**WHAT IS REQUIRED:**
Copy each line below that includes "collar".

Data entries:
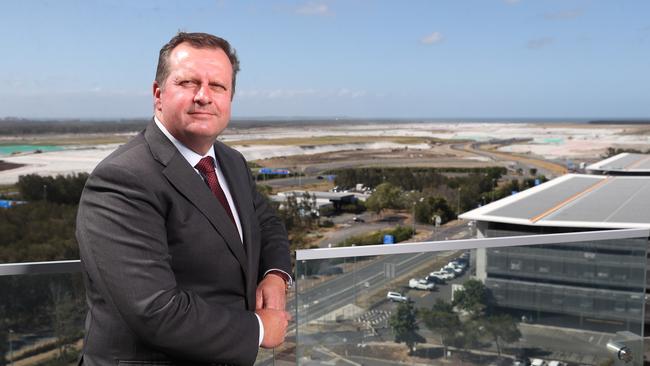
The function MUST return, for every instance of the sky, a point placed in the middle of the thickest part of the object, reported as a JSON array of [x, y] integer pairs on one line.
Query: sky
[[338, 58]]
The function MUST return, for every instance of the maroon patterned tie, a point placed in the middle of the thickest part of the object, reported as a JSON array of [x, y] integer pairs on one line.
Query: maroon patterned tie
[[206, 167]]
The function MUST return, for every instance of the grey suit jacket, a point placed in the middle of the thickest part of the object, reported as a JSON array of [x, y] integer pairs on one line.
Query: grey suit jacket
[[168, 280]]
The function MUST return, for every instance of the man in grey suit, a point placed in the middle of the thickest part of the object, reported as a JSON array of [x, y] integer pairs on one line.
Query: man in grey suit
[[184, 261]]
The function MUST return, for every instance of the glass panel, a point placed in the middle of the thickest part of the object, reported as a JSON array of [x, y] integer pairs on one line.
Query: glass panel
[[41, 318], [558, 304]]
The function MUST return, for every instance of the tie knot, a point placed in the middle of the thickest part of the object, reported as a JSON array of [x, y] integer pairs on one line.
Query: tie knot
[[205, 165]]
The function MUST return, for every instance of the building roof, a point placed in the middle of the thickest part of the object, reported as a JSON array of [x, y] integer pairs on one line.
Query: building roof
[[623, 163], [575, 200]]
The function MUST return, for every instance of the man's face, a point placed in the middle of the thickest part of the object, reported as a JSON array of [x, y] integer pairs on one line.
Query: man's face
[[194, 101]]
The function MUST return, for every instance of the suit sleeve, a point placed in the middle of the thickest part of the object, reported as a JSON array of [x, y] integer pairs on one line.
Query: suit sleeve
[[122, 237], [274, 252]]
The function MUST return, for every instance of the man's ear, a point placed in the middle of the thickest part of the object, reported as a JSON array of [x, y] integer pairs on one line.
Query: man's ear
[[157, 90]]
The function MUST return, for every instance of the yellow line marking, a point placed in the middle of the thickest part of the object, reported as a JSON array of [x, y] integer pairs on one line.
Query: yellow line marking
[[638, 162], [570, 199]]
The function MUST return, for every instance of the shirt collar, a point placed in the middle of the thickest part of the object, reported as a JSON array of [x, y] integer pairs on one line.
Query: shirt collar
---
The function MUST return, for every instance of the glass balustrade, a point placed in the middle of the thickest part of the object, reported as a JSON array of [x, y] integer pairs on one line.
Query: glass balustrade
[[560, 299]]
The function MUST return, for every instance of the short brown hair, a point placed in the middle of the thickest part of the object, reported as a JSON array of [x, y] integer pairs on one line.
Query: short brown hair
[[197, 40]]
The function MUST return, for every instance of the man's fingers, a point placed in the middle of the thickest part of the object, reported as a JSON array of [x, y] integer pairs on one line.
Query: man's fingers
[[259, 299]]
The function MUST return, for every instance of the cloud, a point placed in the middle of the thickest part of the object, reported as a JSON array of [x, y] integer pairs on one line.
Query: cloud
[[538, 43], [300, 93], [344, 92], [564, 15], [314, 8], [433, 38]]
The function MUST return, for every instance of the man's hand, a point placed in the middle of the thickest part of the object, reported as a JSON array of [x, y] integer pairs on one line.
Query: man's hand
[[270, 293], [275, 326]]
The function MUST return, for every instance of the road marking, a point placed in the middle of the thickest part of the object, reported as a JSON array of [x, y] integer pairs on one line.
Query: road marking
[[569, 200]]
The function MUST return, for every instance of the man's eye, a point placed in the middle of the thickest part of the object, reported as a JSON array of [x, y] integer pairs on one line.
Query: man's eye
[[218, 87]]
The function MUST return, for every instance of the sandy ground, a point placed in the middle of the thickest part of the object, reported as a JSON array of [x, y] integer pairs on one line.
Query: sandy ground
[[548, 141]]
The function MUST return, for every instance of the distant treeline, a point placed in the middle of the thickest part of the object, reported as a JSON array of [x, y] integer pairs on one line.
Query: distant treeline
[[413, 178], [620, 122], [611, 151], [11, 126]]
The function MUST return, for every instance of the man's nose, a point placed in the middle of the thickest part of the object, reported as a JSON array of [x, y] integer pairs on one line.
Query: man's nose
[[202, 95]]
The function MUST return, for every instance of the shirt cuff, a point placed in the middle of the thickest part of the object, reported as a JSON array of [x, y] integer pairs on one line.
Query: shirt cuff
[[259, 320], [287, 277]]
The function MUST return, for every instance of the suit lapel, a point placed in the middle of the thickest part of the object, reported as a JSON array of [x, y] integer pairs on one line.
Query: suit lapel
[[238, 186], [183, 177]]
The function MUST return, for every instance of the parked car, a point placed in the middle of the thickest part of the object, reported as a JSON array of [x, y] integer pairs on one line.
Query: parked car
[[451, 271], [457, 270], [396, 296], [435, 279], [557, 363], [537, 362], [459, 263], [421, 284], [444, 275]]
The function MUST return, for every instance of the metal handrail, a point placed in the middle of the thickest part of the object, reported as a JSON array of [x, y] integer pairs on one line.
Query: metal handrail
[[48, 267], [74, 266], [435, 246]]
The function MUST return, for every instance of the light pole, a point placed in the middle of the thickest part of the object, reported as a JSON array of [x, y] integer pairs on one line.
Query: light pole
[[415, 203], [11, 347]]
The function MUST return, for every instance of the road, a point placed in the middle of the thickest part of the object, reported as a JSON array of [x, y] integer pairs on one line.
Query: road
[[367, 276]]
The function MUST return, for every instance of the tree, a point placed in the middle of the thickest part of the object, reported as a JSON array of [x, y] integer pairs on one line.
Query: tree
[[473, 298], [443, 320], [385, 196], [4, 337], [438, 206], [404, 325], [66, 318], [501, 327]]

**RESPONSE BELOW:**
The function MUST return, for every instance of the shirt collar, a point placed in the middle of the thickest part of the object, reported as a JSON array of [x, y] integer pairs on one line.
Query: shirt collar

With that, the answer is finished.